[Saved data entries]
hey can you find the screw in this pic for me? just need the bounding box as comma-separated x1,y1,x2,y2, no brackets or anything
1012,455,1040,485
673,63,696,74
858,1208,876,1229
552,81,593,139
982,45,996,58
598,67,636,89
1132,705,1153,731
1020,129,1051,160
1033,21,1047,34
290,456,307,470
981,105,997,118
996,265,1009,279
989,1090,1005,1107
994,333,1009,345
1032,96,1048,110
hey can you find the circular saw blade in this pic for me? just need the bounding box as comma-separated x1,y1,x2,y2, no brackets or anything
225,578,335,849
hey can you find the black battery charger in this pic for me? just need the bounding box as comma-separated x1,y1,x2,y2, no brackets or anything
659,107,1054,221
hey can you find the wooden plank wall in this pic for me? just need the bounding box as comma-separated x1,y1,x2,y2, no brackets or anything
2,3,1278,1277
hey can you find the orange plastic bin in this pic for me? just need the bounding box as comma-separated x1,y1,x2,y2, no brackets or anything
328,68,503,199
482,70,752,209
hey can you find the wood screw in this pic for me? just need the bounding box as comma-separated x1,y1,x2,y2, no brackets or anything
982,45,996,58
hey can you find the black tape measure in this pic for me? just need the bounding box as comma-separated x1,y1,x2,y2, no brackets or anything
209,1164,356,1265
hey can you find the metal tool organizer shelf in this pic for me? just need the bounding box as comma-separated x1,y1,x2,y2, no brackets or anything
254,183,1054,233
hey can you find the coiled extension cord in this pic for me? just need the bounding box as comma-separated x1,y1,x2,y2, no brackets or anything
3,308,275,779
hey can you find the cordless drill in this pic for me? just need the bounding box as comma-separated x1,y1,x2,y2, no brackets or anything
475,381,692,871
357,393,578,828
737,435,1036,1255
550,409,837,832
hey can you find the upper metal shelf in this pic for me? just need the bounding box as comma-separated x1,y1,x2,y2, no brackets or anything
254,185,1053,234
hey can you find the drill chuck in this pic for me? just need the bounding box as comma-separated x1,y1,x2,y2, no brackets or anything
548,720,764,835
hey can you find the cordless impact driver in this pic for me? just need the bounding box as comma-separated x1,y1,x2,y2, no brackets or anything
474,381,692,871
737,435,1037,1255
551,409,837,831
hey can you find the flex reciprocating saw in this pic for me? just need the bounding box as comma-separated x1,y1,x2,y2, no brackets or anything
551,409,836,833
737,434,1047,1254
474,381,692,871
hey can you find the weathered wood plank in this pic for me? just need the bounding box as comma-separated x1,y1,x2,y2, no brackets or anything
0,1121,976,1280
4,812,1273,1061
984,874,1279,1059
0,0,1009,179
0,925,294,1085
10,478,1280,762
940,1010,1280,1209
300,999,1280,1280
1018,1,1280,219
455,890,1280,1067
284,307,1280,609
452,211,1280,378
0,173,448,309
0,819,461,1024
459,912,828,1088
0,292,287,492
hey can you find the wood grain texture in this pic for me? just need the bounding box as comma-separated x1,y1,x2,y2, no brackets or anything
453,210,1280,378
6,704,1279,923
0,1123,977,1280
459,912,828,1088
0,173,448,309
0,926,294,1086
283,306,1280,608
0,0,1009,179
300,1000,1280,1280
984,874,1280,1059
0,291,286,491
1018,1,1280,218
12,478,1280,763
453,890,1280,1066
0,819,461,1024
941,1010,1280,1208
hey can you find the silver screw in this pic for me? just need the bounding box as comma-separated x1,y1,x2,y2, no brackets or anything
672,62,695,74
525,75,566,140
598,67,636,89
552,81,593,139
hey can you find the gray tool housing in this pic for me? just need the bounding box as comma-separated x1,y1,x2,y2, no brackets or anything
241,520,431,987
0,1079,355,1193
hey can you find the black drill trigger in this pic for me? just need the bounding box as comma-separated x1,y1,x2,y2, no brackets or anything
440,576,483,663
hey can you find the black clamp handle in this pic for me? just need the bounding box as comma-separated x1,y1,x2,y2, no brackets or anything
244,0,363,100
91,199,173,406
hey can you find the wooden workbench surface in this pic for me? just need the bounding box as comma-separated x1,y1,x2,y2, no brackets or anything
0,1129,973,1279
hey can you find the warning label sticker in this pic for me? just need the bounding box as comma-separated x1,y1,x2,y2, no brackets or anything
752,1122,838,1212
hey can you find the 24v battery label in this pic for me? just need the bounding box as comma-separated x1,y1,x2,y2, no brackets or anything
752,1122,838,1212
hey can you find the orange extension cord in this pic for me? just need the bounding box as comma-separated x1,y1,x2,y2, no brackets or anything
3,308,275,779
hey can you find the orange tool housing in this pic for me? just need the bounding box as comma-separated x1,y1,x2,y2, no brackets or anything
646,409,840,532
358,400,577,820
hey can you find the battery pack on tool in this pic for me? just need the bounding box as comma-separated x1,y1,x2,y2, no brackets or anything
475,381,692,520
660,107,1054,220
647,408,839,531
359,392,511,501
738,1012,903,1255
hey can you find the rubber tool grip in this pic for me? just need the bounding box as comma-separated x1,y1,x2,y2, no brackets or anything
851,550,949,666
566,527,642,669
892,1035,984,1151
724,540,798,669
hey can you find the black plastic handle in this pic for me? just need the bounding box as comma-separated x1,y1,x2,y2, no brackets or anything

### WHAT TO WORK ON
Each entry above is to be transcribed without alteration.

### EXPECTED ANSWER
hey can you find the screw in this pic for me? just need the bounding box as comma-separated x1,y1,x2,y2, no brackets or anything
1012,455,1040,485
673,63,696,74
858,1208,876,1229
552,81,593,139
982,45,996,58
598,67,636,89
1132,705,1153,731
1020,129,1051,160
1033,21,1047,34
290,456,307,470
981,105,997,118
996,265,1009,279
989,1090,1005,1107
994,333,1009,345
1032,96,1048,110
hey can you find the circular saw blade in this pic for me? just need the bounding box as comma-separated x1,y1,x2,y2, no brackets or anything
225,578,335,849
hey can you find the black battery charger in this pic for me? just need the bounding box as comma-separated x1,y1,x2,y2, no brackets or anything
659,107,1054,221
hey can you find the wooden plank wall in this pic for me? just need the bounding box as comma-separated x1,y1,x2,y2, no brackets or anything
2,3,1278,1277
hey can you find the orange plastic bin in this pic for me? just need the bounding box as comma-separated x1,y1,x2,y2, no brackets or anything
328,68,503,199
482,70,752,209
hey can you find the wood screw in this pic for me? just need the bounding box as comma-separated x1,y1,x2,y2, no brackets or anything
982,45,996,58
hey can you find the black tape measure in this pic for me? just need the bounding box as comma-separated x1,y1,x2,y2, no brackets or anything
209,1164,356,1265
hey can you find the metal tool organizer shelf in this pic for me? just need the bounding box as comma-separated x1,y1,x2,y2, no brackets or anything
254,183,1054,233
hey can you find the coiled extension cord in this pic for me? just need the bounding box as comma-separated x1,y1,x2,y2, no brackets or anything
3,308,275,779
hey can you find the cordless drill in this pic for me? just need the bounding box as comma-separated x1,y1,x2,y2, no brackets or anything
475,381,692,871
357,393,578,828
737,435,1036,1255
550,409,837,832
hey can you find the upper metal shelf in this pic for me? just need the bounding box as comma-separated x1,y1,x2,y2, no brackets or anything
254,185,1053,234
hey can you find the drill chuck in this pic for me? just need the bounding box as comma-separated x1,y1,x2,y2, no brackets or anything
548,720,764,835
hey can you find the cordless impact driver in this pic for me? just need the bounding box as comma-separated x1,y1,x2,y2, no brackets or anything
474,381,692,871
737,435,1037,1255
551,409,837,831
hey can you find the flex reciprocating saw in this pic for me? just need the bounding box as comma-separated x1,y1,x2,y2, no brackets or anything
551,409,836,833
737,434,1047,1254
474,381,692,871
hey can you find the weathered wood plank in this pic for me? just need the bounding box as comma-separated x1,y1,x2,y2, no brackets or anything
0,1121,976,1280
4,812,1273,1061
984,874,1279,1059
0,0,1009,179
0,925,294,1085
10,478,1280,762
940,1010,1280,1209
300,999,1280,1280
1018,1,1280,219
455,890,1280,1067
284,307,1280,609
452,211,1280,378
0,173,448,309
0,819,461,1024
459,912,828,1088
0,292,287,492
hey can you find the wood grain texture in this pic for me? just need the bounding box as comma-separated x1,y1,x2,y2, no brackets or anything
453,210,1280,378
6,704,1279,923
0,1123,977,1280
459,912,828,1088
0,173,448,309
0,926,294,1086
283,306,1280,608
0,0,1009,179
300,1000,1280,1280
984,874,1280,1059
0,291,286,491
1018,1,1280,218
12,478,1280,763
453,890,1280,1066
0,819,461,1024
941,1010,1280,1208
hey can you find the silver screw in this pic for me? just need the bounding box as comma-separated x1,y1,x2,y2, no brackets or anything
672,62,695,74
525,75,566,140
598,67,636,89
552,81,593,139
hey can you find the gray tool housing in this pic for me? just need the bounding box as comma-separated x1,y1,x2,y2, no brackets or anything
241,520,431,987
0,1079,355,1193
hey can you find the black drill trigger in this pic for me? just need the bounding box as comma-separated x1,y1,x2,y2, no brackets or anything
440,576,483,663
hey can you find the black clamp handle in this pic for me? just need the bounding box as comma-separated x1,y1,x2,y2, no brackets or anything
244,0,363,100
91,199,173,406
hey can you find the wooden workbench surface in this pic for me? just need the bounding box as comma-separated x1,y1,x2,y2, no brackets or anything
0,1129,973,1279
hey can you find the warning label sticker in this pic for me? just need the bounding box as comma-separated x1,y1,x2,y2, no brackets or anything
752,1122,838,1212
hey can you find the 24v battery label in this pic for me? just need the bounding box as comma-separated x1,y1,x2,y2, no brackets or anything
752,1122,838,1212
hey can you find the orange extension cord in this pic for me? just need the bounding box as comma-separated x1,y1,x2,y2, no brackets or anything
3,308,275,779
hey can you find the orange tool housing in this pic for me? just need the bounding box as comma-separated x1,y1,x2,y2, no brackets or anything
646,409,840,532
358,400,577,820
hey can you find the battery pack on tool in this pic for me? just need the bounding box as comma-separated x1,y1,x2,y2, no brackets or anything
475,381,692,520
660,107,1054,220
647,408,839,531
359,392,511,501
738,1012,903,1255
hey can you find the rubber tool grip in this pic for me? just need the bounding box as comma-separated x1,y1,x2,y2, no brackets or anything
851,550,949,666
566,527,642,669
892,1035,984,1151
724,540,798,669
hey can you find the black plastic handle in this pic for me? just need the bounding box as comma-separated x1,y1,x2,y2, no brackets or anything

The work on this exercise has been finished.